What you will do: Write out, please, each line from the one containing "Where can the framed" to the final line of the data, both included, exactly and without pictures.
Segment Open
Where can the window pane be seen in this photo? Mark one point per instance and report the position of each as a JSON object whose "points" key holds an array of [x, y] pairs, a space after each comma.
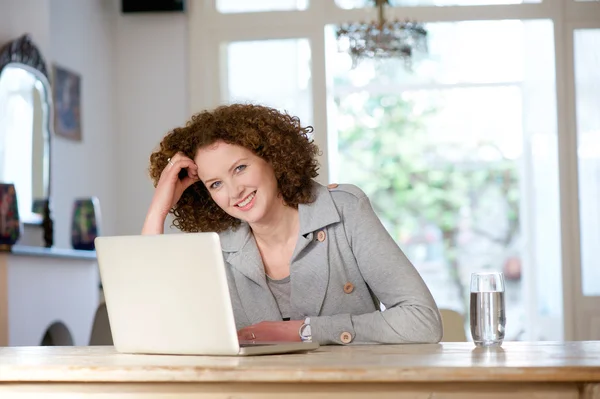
{"points": [[349, 4], [487, 54], [587, 89], [459, 159], [236, 6], [271, 72]]}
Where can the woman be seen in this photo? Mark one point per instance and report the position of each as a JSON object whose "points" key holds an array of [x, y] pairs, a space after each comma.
{"points": [[304, 261]]}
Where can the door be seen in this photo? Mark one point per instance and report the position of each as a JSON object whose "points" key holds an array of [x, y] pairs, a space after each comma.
{"points": [[585, 40]]}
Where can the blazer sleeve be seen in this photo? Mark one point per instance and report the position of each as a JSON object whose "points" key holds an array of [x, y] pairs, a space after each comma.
{"points": [[411, 314]]}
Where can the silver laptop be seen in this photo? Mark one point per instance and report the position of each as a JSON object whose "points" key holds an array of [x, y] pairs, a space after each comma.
{"points": [[168, 294]]}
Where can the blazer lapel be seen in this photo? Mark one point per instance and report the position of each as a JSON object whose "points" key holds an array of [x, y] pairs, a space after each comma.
{"points": [[310, 261], [310, 277], [255, 296]]}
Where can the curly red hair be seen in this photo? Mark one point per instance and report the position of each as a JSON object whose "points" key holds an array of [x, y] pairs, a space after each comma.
{"points": [[276, 137]]}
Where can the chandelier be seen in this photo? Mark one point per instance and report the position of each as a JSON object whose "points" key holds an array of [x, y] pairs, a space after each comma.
{"points": [[381, 39]]}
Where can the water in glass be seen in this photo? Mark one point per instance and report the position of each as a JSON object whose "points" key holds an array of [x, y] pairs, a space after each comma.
{"points": [[487, 313]]}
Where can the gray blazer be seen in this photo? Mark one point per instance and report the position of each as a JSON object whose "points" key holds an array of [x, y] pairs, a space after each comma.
{"points": [[344, 264]]}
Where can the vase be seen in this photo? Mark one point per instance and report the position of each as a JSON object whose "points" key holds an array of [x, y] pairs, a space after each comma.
{"points": [[10, 224], [85, 226]]}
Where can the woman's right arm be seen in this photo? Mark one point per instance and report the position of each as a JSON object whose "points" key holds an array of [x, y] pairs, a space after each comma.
{"points": [[168, 191]]}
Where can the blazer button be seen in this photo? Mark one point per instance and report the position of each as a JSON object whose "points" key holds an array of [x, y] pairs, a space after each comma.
{"points": [[346, 337], [321, 236], [348, 288]]}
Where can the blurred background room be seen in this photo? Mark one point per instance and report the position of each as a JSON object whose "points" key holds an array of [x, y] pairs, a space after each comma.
{"points": [[473, 126]]}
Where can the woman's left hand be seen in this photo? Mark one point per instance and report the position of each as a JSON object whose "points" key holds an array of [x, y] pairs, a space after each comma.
{"points": [[269, 331]]}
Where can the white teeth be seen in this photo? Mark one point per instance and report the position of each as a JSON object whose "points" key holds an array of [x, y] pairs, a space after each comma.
{"points": [[246, 201]]}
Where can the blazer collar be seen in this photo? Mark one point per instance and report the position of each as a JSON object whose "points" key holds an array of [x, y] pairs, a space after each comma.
{"points": [[240, 249]]}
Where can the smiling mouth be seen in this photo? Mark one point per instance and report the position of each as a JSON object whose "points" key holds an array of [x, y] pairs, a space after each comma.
{"points": [[246, 200]]}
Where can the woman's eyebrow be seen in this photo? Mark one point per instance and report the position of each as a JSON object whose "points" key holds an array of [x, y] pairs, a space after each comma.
{"points": [[230, 169]]}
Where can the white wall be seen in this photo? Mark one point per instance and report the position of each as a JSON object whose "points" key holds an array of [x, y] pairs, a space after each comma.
{"points": [[134, 89], [26, 16], [82, 38], [152, 98]]}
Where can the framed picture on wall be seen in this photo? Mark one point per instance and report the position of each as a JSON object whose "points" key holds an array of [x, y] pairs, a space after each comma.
{"points": [[66, 93]]}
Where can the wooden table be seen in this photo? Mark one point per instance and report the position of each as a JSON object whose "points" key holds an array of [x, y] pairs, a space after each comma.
{"points": [[549, 370]]}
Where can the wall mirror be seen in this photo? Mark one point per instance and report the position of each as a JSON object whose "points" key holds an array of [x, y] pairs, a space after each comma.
{"points": [[26, 130]]}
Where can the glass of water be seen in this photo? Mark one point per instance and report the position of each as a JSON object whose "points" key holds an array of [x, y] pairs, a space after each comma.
{"points": [[487, 315]]}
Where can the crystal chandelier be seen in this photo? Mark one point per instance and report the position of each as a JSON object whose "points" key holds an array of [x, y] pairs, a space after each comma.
{"points": [[382, 39]]}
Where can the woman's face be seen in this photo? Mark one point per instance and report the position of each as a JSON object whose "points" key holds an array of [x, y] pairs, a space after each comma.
{"points": [[240, 182]]}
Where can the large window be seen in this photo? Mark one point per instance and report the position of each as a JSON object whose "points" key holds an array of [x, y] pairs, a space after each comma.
{"points": [[241, 6], [349, 4], [587, 89], [276, 73], [460, 156], [444, 153]]}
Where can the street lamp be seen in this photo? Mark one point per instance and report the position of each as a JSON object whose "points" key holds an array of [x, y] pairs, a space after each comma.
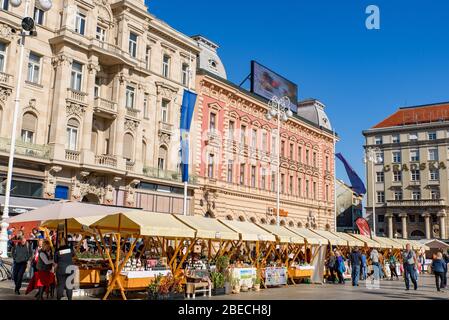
Segment Closed
Answer to this exercise:
Where can the framed picture on wall be seen in this photo? Mark one point per instance and report the position of each as a JSON object whose "points" key holds an array of [x, y] pairs, a space after each comma.
{"points": [[66, 93]]}
Where can the wooden table be seen in this photo? Mark one point per instance and report the position of each as a JSON object whose "points" key holds an array of [x, y] pairs, a space after each comma.
{"points": [[549, 370]]}
Where can the wall mirror be seen in this photo? Mark one point per instance and report the position of each as a JSON object whose "points" key holds an array of [x, y] pairs, a space after each comma.
{"points": [[26, 130]]}
Where can the glass of water be seen in this photo? Mark one point per instance and report the position of each as a JSON object whose "points" key holds an array of [x, y] pairs, a space after each comma.
{"points": [[487, 315]]}
Where can the crystal chandelier be seen in this photo? Mark one point per instance and report the position of each as a JSON object whose "points" key holds an array of [x, y] pairs, a space after each comma.
{"points": [[382, 39]]}
Where can the woman's face be seen in this photo? Mark one point per instance and report the position of each as a JSON object whose "points" key holds an array of [x, y] pairs, a space after each comma.
{"points": [[240, 182]]}
Where can the large window be seen in this photo? Mark one point per instance and report the position of each as a JSON object whose "points" key holds an array of [x, y] pairs, a space after each comma.
{"points": [[241, 6], [349, 4], [587, 89], [276, 73], [460, 156], [444, 153]]}
Where can the street lamp be seen in this photo? Mark one point per instance and report the position of each as a JSON object whose "points" key holds an array of [x, y] pairs, a space after each comma.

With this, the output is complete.